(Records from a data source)
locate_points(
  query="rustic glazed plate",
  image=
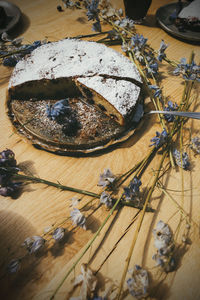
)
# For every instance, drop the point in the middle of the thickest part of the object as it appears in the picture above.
(163, 17)
(13, 15)
(97, 131)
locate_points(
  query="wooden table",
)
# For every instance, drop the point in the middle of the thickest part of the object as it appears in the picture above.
(39, 206)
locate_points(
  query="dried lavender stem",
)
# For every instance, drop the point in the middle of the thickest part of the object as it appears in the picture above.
(141, 217)
(57, 185)
(86, 248)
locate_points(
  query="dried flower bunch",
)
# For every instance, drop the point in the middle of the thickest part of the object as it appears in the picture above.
(168, 143)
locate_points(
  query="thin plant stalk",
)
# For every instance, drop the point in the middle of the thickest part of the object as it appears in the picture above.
(57, 185)
(86, 248)
(141, 217)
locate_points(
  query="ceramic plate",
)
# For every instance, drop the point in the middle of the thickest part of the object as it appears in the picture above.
(163, 17)
(13, 16)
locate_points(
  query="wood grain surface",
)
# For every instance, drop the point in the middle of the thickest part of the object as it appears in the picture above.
(39, 206)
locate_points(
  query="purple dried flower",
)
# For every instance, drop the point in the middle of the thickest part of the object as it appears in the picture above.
(195, 144)
(34, 244)
(11, 61)
(133, 190)
(161, 51)
(188, 71)
(138, 42)
(10, 189)
(138, 283)
(93, 14)
(14, 266)
(153, 68)
(163, 241)
(181, 162)
(106, 179)
(159, 139)
(125, 23)
(171, 107)
(78, 218)
(157, 90)
(106, 199)
(58, 110)
(93, 10)
(58, 234)
(7, 158)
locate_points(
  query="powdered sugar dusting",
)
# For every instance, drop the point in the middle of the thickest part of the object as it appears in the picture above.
(122, 94)
(70, 58)
(87, 61)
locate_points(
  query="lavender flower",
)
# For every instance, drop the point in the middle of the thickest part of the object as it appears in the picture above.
(13, 59)
(171, 107)
(58, 110)
(163, 241)
(153, 68)
(181, 162)
(8, 167)
(158, 92)
(159, 139)
(93, 14)
(88, 282)
(58, 234)
(106, 199)
(78, 218)
(34, 244)
(107, 179)
(195, 144)
(14, 266)
(7, 158)
(161, 51)
(138, 42)
(138, 283)
(188, 71)
(125, 24)
(10, 189)
(133, 190)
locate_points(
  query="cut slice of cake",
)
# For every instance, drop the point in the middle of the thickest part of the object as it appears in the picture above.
(56, 70)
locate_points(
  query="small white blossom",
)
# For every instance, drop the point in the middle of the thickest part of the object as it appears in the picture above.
(58, 234)
(34, 244)
(88, 283)
(74, 201)
(195, 144)
(106, 178)
(78, 218)
(163, 241)
(138, 283)
(106, 199)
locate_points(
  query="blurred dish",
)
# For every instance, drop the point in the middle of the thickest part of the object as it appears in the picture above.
(13, 15)
(163, 17)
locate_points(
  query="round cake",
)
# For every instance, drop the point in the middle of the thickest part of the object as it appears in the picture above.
(73, 95)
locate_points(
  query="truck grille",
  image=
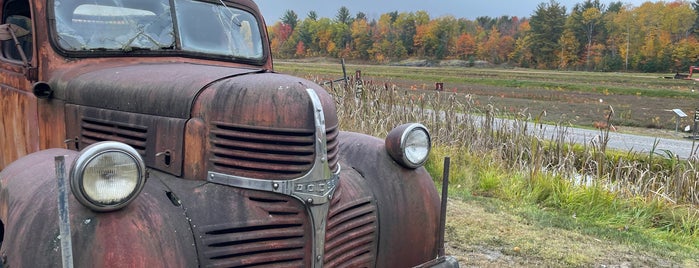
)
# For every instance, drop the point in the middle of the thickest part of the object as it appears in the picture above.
(277, 241)
(275, 231)
(95, 130)
(266, 153)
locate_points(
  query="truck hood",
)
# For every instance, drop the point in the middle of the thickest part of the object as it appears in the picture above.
(156, 89)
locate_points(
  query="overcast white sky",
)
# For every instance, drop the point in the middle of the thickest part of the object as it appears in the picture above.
(273, 10)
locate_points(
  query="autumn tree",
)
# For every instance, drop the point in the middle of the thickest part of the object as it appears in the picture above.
(290, 18)
(546, 29)
(343, 16)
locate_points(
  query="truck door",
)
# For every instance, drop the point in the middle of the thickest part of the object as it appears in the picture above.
(19, 130)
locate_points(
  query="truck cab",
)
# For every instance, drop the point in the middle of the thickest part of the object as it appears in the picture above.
(184, 148)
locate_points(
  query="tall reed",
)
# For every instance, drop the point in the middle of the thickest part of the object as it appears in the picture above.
(456, 124)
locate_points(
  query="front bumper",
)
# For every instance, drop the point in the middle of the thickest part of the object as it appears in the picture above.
(441, 262)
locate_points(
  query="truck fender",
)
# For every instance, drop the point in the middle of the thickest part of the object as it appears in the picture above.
(407, 200)
(150, 232)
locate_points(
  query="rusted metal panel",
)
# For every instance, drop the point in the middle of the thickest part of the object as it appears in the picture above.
(158, 139)
(151, 232)
(143, 88)
(18, 128)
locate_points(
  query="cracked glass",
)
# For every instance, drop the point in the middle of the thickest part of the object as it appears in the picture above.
(157, 25)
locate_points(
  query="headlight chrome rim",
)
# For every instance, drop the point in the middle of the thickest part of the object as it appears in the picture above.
(409, 147)
(99, 152)
(402, 145)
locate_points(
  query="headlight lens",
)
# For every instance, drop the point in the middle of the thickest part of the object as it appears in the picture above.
(417, 145)
(409, 145)
(107, 176)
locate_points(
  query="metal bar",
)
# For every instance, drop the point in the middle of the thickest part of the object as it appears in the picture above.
(443, 212)
(64, 214)
(344, 72)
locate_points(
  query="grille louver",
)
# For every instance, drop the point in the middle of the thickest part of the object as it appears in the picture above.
(95, 130)
(275, 242)
(350, 238)
(266, 153)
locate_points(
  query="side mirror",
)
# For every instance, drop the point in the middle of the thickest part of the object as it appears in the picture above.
(11, 32)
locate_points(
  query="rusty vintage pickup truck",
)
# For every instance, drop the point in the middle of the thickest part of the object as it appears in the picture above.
(183, 148)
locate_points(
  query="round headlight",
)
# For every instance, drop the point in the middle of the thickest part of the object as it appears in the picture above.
(409, 145)
(107, 176)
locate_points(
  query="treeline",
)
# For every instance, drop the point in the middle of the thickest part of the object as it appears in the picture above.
(654, 37)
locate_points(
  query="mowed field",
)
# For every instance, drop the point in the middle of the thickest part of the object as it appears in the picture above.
(640, 101)
(486, 231)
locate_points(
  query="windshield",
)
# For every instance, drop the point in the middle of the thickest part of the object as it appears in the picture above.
(126, 25)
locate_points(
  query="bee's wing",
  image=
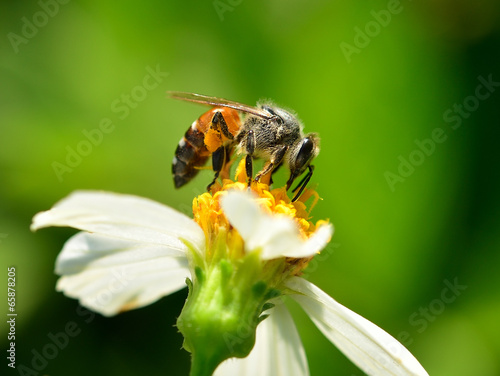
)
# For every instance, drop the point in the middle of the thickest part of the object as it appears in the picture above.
(213, 101)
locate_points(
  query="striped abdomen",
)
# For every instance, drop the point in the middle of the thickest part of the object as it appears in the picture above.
(192, 152)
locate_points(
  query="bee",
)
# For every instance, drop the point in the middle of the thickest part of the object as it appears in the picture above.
(266, 131)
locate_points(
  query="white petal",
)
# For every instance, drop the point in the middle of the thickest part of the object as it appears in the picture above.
(369, 347)
(124, 217)
(277, 351)
(276, 235)
(110, 275)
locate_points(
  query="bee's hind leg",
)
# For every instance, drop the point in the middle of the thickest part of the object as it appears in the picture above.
(218, 162)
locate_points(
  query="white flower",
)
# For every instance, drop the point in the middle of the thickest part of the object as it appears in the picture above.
(133, 251)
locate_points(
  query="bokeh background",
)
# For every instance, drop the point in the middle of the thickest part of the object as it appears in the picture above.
(375, 79)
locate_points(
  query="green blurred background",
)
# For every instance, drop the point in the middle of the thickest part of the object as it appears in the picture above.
(373, 79)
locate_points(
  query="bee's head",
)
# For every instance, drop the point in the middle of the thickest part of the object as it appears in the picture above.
(301, 155)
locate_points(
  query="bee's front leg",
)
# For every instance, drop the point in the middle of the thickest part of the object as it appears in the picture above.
(275, 161)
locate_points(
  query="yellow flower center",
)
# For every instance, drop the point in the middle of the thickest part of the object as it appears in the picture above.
(209, 215)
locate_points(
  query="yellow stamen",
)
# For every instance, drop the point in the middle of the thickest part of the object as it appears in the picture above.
(209, 215)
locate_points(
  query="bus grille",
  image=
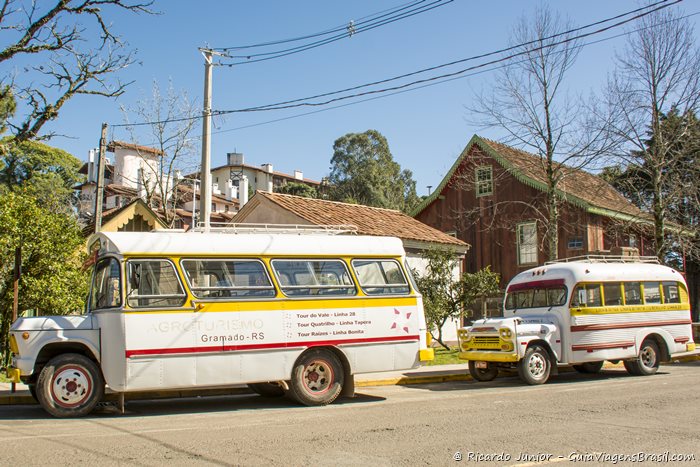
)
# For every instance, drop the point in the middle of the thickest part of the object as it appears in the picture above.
(485, 342)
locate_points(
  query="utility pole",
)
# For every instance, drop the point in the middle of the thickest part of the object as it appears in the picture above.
(99, 195)
(205, 171)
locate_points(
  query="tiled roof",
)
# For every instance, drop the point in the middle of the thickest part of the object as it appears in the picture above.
(369, 220)
(577, 187)
(291, 178)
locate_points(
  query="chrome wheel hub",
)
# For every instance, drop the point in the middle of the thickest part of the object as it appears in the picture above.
(70, 386)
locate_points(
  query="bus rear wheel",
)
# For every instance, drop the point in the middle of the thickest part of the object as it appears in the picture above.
(483, 374)
(69, 385)
(317, 378)
(589, 367)
(647, 362)
(534, 368)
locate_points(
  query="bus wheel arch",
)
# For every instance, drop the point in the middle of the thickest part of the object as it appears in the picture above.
(54, 349)
(538, 363)
(318, 376)
(651, 352)
(70, 385)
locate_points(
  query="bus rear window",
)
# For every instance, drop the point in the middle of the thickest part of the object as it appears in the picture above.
(535, 295)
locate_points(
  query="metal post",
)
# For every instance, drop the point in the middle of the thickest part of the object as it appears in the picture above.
(15, 301)
(99, 194)
(18, 273)
(205, 175)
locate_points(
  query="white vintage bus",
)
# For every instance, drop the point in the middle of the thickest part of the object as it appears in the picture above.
(582, 312)
(295, 313)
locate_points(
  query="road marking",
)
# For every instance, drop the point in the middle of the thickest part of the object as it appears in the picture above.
(554, 460)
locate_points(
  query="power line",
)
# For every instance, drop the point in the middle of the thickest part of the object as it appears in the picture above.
(356, 29)
(300, 102)
(322, 33)
(446, 80)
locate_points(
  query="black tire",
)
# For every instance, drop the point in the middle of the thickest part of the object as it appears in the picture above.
(317, 378)
(534, 368)
(648, 360)
(267, 389)
(589, 367)
(483, 374)
(70, 385)
(32, 391)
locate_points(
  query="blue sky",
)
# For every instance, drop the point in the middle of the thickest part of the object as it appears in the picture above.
(426, 129)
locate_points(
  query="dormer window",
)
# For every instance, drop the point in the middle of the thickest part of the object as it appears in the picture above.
(484, 180)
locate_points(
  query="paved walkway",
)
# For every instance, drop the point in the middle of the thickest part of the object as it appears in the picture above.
(421, 375)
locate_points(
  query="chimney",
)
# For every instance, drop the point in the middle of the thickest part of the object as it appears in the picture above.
(228, 189)
(243, 193)
(140, 188)
(91, 166)
(235, 158)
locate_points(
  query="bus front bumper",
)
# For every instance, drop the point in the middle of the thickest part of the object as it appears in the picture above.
(489, 356)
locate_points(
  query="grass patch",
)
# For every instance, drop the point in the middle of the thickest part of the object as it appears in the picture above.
(445, 357)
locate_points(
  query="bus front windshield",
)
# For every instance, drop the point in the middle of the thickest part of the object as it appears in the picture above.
(106, 285)
(535, 295)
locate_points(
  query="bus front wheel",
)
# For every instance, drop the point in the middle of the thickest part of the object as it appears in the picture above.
(483, 374)
(534, 368)
(647, 362)
(69, 385)
(317, 378)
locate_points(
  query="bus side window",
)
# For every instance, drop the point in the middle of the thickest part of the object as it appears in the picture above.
(633, 293)
(671, 294)
(153, 283)
(380, 276)
(106, 291)
(612, 293)
(586, 295)
(652, 292)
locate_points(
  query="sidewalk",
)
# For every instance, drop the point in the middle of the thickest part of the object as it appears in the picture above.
(422, 375)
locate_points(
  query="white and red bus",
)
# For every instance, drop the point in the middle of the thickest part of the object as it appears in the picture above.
(294, 313)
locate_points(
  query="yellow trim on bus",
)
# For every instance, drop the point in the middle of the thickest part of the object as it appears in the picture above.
(426, 355)
(286, 304)
(610, 310)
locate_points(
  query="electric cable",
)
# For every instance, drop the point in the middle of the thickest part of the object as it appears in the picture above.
(299, 102)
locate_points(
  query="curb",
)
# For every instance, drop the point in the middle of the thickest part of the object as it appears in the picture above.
(22, 397)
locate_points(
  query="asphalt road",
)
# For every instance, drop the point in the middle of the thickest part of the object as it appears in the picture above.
(586, 419)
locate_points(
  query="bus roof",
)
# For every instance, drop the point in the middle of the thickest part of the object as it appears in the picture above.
(278, 244)
(584, 271)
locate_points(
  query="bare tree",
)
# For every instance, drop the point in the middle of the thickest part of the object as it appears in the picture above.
(530, 102)
(657, 76)
(67, 48)
(171, 118)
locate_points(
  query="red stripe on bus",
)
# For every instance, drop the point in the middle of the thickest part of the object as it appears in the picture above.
(281, 345)
(536, 284)
(610, 345)
(628, 325)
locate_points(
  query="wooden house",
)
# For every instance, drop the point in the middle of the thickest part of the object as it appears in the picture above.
(495, 198)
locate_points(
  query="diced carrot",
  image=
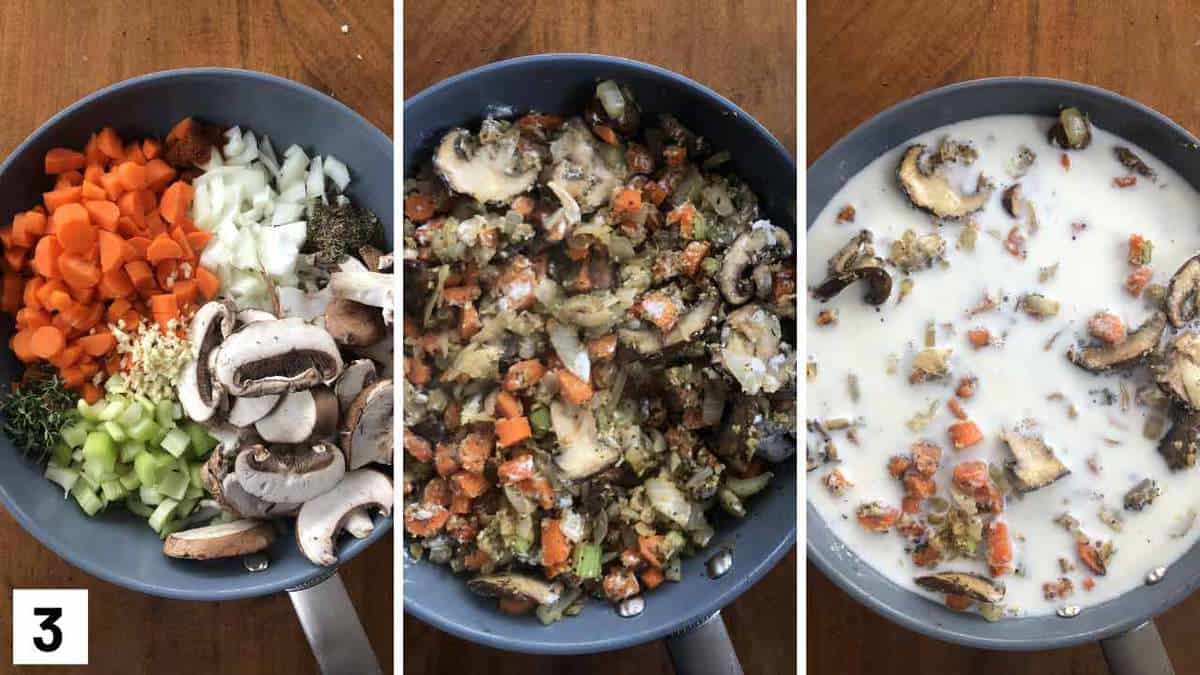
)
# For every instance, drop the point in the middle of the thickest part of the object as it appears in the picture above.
(965, 434)
(207, 282)
(175, 202)
(60, 160)
(55, 198)
(78, 272)
(555, 547)
(513, 430)
(163, 248)
(47, 341)
(103, 213)
(573, 388)
(508, 405)
(109, 143)
(99, 344)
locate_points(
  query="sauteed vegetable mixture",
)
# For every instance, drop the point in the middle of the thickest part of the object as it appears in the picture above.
(595, 353)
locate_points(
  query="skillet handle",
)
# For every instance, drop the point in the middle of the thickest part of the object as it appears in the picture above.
(333, 627)
(1138, 652)
(703, 649)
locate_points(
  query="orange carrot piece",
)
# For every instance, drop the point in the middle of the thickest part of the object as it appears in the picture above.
(513, 430)
(47, 341)
(61, 160)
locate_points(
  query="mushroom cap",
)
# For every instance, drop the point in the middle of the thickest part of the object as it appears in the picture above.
(321, 518)
(300, 417)
(369, 430)
(934, 192)
(276, 357)
(289, 475)
(226, 539)
(354, 324)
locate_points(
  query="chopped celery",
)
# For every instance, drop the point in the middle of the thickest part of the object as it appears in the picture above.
(175, 442)
(587, 561)
(162, 514)
(173, 484)
(113, 490)
(144, 430)
(88, 500)
(76, 434)
(114, 430)
(100, 452)
(147, 467)
(202, 443)
(149, 495)
(131, 449)
(61, 454)
(131, 481)
(113, 408)
(65, 477)
(165, 414)
(136, 507)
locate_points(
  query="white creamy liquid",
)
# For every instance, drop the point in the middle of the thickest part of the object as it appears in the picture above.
(1015, 377)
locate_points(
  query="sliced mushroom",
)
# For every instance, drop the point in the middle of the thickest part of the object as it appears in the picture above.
(354, 324)
(493, 171)
(1181, 293)
(1103, 357)
(1179, 447)
(516, 586)
(246, 411)
(964, 584)
(581, 451)
(359, 524)
(763, 243)
(300, 417)
(285, 475)
(1033, 465)
(1180, 374)
(933, 192)
(369, 431)
(276, 357)
(321, 518)
(226, 539)
(358, 375)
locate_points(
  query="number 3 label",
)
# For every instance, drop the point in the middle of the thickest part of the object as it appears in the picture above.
(49, 627)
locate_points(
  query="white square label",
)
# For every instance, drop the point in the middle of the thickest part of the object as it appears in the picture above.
(49, 627)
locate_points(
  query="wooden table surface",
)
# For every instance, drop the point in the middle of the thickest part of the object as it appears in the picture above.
(52, 54)
(864, 55)
(744, 49)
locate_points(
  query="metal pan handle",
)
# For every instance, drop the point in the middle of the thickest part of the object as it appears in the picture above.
(1138, 652)
(703, 649)
(335, 633)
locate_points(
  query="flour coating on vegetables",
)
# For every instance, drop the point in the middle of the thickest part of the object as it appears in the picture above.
(1001, 371)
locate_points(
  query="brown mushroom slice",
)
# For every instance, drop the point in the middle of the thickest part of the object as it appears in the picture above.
(293, 475)
(369, 431)
(493, 171)
(1179, 447)
(276, 357)
(933, 192)
(322, 518)
(1102, 358)
(966, 584)
(1181, 294)
(300, 417)
(1180, 374)
(1033, 465)
(226, 539)
(516, 586)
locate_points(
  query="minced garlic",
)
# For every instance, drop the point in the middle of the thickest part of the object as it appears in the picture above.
(155, 358)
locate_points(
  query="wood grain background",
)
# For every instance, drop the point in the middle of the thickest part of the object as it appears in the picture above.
(864, 55)
(52, 54)
(744, 49)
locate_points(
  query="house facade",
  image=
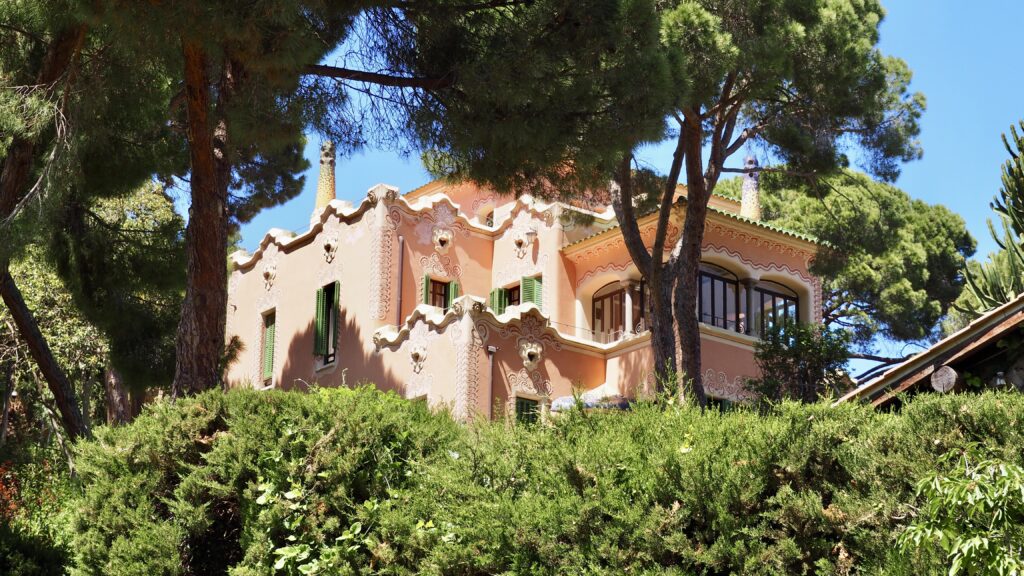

Set problem: Pick out every line in the listing above that contains the string "flower", and copy each of those lines.

Solution for this problem:
  query="dried flower bunch",
  query="purple dried flower",
  query="lavender flower",
  query="white flower",
  query="yellow flower center",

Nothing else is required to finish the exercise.